Data entries:
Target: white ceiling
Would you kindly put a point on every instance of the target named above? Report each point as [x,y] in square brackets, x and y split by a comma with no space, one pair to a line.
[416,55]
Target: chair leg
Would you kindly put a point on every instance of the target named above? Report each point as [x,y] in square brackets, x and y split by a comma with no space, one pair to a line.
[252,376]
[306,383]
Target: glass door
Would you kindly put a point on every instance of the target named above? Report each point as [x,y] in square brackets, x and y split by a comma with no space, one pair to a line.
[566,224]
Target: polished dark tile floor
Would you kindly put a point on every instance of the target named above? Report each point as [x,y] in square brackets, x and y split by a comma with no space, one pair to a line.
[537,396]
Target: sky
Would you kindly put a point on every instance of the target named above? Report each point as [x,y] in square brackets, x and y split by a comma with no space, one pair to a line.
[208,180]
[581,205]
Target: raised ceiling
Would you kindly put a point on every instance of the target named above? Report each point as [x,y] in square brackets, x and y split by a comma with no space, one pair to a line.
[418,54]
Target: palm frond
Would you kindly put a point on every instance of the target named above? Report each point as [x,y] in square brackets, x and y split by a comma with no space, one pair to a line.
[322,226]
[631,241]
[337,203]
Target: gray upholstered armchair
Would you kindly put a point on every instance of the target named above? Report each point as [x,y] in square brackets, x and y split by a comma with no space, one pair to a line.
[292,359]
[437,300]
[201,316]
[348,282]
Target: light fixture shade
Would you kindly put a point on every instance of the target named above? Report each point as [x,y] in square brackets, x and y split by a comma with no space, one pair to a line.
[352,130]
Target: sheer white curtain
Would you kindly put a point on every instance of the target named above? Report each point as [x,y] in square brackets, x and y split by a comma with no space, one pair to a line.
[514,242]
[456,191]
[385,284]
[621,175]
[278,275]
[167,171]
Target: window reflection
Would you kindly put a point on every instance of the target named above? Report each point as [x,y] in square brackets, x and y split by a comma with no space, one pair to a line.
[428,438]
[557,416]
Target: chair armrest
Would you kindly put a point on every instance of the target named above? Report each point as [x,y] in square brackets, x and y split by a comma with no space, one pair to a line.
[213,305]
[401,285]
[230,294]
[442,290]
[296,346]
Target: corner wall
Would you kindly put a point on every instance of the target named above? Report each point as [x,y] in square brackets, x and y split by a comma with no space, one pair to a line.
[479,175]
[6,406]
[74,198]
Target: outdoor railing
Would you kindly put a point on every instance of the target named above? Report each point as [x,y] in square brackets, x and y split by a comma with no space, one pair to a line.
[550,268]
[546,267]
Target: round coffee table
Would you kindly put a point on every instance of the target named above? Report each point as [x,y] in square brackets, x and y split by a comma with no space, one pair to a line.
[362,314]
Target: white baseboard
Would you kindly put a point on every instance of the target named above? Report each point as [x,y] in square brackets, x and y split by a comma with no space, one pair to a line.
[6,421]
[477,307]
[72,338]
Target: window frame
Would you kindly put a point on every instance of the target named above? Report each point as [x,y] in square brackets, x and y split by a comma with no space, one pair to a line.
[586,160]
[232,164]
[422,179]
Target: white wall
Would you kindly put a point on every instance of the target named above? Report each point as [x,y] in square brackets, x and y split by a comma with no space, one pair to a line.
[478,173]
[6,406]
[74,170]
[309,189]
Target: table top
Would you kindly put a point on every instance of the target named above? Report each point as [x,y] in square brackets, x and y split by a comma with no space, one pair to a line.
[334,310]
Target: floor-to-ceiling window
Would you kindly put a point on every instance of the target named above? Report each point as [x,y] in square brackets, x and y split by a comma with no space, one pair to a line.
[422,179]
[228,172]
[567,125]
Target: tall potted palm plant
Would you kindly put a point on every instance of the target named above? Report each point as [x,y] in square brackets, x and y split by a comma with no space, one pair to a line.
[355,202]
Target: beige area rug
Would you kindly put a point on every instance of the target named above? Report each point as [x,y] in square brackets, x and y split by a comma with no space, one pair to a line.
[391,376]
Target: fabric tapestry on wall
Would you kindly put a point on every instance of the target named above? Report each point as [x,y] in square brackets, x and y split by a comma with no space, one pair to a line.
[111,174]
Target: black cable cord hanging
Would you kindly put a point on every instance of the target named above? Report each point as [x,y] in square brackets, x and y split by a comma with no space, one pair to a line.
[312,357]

◆ **What to produce**: The lines from the one holding "Target: black cable cord hanging" to the last line of the entries, both included: retype them exactly and give nothing else.

◆ **Task response**:
Target: black cable cord hanging
Would you kindly put a point on every instance of the target named above? Report each point as [x,y] in square brackets, x and y split by a comma with no space, one pair to a line.
[312,357]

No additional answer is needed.